§ **Consignes de l'exercice**:
1 - Les affirmations suivantes concordent-elles avec l'article sur Spitex Coire ? Répondez par oui ou par non, en citant chaque fois les mots décisifs de l'article.
(a) Les soignants de Spitex Coire élaborent eux-mêmes leurs emplois du temps.
(b) Depuis l'adoption du nouveau modèle, les coûts des soins de Spitex Coire ont baissé.
(c) Aux Pays-Bas, plus de 14'000 professionnels travaillent sans supérieur hiérarchique.
2 - Extrayez de l'article sur Spitex Coire le passage qui va de « C'est sur cet » jusqu'à « forme de prime. » inclus.

§ **Document source**:
============

Tamara Jenni ne regrette pas ses chefs et ses cheffes. «Je trouve cela agréable d'organiser ma propre journée et d'assumer parfois la responsabilité quotidienne de l'équipe», explique l'assistante en soins et santé communautaire.
Depuis quatre ans, c'est une petite révolution qui a touché les 150 soignants de Spitex Coire. Les employés de ce centre médical ont troqué la hiérarchie traditionnelle contre une organisation autogérée. Ils élaborent leurs propres emplois du temps, prennent des décisions de recrutement et déterminent eux-mêmes le temps consacré à chaque patient.
Alors que la Suisse manque de personnel soignant et que les coûts de la santé augmentent. De telles équipes auto-gérées pourraient apporter un nouveau souffle au secteur.
Un modèle de réussite venu des Pays-Bas
Inspiré par un modèle néerlandais baptisé «Buurtzorg» (soin de proximité en français), ce système pourrait bien tracer la voie à suivre. Aux Pays-Bas, plus de 14'000 professionnels ont adopté ce mode de fonctionnement, sans supérieur hiérarchique. La bureaucratie s'en trouve réduite – et les coûts de la santé y ont drastiquement baissé: une économie annuelle estimée à 660 millions d'euros, d'après Jos de Blok, l'instigateur du modèle.
C'est sur cet exemple que s'organisent les soignants de Spitex Coire. Ils se répartissent les tâches comme le contrôle de la qualité et les finances. Tamara Jenni rédige par exemple régulièrement le planning des interventions. En cas de mérite particulier, les soignants peuvent même se verser spontanément un salaire sous forme de prime.
Pas d'importation facile en Suisse
Cependant, l'adoption de ce modèle en Suisse n'est pas sans embûches. «On espérait que le nouveau modèle permettrait également d'augmenter l'efficacité», explique Daniel Jörg, co-directeur de Spitex Coire. Mais jusqu'à présent, les coûts des soins n'ont pas baissé.
Daniel Jörg attribue cela aux différents rôles: la nouvelle diversité des rôles enrichit certes l'expérience professionnelle, mais peut impacter la productivité.

============

§ **Informations extraites**:

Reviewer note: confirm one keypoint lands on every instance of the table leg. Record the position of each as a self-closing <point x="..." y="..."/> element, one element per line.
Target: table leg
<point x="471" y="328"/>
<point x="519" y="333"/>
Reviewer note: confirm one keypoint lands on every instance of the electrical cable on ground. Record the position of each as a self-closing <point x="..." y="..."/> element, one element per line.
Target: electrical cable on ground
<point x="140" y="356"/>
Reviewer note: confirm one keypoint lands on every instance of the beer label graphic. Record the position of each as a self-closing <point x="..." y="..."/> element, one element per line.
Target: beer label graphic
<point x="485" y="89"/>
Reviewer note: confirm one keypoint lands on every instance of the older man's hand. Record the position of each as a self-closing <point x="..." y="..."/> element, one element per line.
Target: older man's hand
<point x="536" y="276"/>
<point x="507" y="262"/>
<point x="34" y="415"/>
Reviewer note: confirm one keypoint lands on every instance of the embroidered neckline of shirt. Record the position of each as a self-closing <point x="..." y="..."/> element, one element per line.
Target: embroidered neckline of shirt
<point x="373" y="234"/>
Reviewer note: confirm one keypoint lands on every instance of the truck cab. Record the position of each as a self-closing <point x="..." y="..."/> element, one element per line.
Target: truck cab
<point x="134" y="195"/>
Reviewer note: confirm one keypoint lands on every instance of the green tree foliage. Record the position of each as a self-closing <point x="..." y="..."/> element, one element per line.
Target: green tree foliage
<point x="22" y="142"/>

============

§ **Corrigé**:
1 -
(a) Oui : « Ils élaborent leurs propres emplois du temps »
(b) Non : « Mais jusqu'à présent, les coûts des soins n'ont pas baissé. »
(c) Oui : « Aux Pays-Bas, plus de 14'000 professionnels ont adopté ce mode de fonctionnement, sans supérieur hiérarchique. »

2 -
C'est sur cet exemple que s'organisent les soignants de Spitex Coire. Ils se répartissent les tâches comme le contrôle de la qualité et les finances. Tamara Jenni rédige par exemple régulièrement le planning des interventions. En cas de mérite particulier, les soignants peuvent même se verser spontanément un salaire sous forme de prime.